-- WHAT YOU ARE ASKED TO DO --
Return every line of the entries below without changing anything.

Stored entries
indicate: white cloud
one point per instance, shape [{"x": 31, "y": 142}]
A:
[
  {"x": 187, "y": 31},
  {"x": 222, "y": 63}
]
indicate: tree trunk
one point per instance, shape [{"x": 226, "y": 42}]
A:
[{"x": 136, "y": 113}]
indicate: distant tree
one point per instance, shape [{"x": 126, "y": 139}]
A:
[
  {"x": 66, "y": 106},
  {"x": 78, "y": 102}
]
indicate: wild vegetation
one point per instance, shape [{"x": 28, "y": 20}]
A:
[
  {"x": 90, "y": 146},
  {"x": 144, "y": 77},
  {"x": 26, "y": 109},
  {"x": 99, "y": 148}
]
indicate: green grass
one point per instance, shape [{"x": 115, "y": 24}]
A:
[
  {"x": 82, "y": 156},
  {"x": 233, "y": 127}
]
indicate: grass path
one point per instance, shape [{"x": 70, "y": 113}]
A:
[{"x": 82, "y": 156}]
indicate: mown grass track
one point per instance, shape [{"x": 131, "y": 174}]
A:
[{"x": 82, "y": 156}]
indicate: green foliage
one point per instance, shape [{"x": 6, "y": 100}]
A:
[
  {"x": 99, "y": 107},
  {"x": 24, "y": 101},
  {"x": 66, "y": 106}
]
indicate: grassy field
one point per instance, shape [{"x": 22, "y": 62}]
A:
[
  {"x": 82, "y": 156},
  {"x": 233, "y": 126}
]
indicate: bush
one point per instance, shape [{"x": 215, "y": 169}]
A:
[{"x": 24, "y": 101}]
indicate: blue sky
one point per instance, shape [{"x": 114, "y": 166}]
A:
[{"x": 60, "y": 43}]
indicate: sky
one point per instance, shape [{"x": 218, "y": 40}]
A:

-- RESPONSE TO THIS EXERCISE --
indicate: white cloud
one point per instance, shape [{"x": 31, "y": 142}]
A:
[
  {"x": 187, "y": 31},
  {"x": 222, "y": 63}
]
indicate: tree trunk
one point per instance, shape [{"x": 226, "y": 42}]
A:
[{"x": 136, "y": 113}]
indicate: distant tree
one point per instance, shape [{"x": 126, "y": 139}]
A:
[
  {"x": 66, "y": 106},
  {"x": 78, "y": 102}
]
indicate: wild vegetation
one point per instance, shape [{"x": 28, "y": 20}]
A:
[
  {"x": 90, "y": 146},
  {"x": 144, "y": 77},
  {"x": 26, "y": 109},
  {"x": 99, "y": 148}
]
indicate: green grass
one point per instance, shape [{"x": 115, "y": 24}]
A:
[
  {"x": 82, "y": 156},
  {"x": 233, "y": 127}
]
indicate: grass path
one point per instance, shape [{"x": 70, "y": 113}]
A:
[{"x": 82, "y": 156}]
indicate: mown grass track
one point per instance, shape [{"x": 131, "y": 174}]
A:
[{"x": 82, "y": 156}]
indicate: green foliage
one point per instance, shape [{"x": 6, "y": 100}]
A:
[
  {"x": 99, "y": 107},
  {"x": 24, "y": 101},
  {"x": 66, "y": 106}
]
indicate: grassy field
one point per instance, shape [{"x": 22, "y": 62}]
A:
[
  {"x": 82, "y": 156},
  {"x": 233, "y": 126}
]
indicate: bush
one point per instance, shape [{"x": 215, "y": 169}]
A:
[{"x": 24, "y": 101}]
indicate: blue sky
one point per instance, shape [{"x": 114, "y": 166}]
A:
[{"x": 60, "y": 43}]
indicate: sky
one point per instance, shape [{"x": 218, "y": 40}]
A:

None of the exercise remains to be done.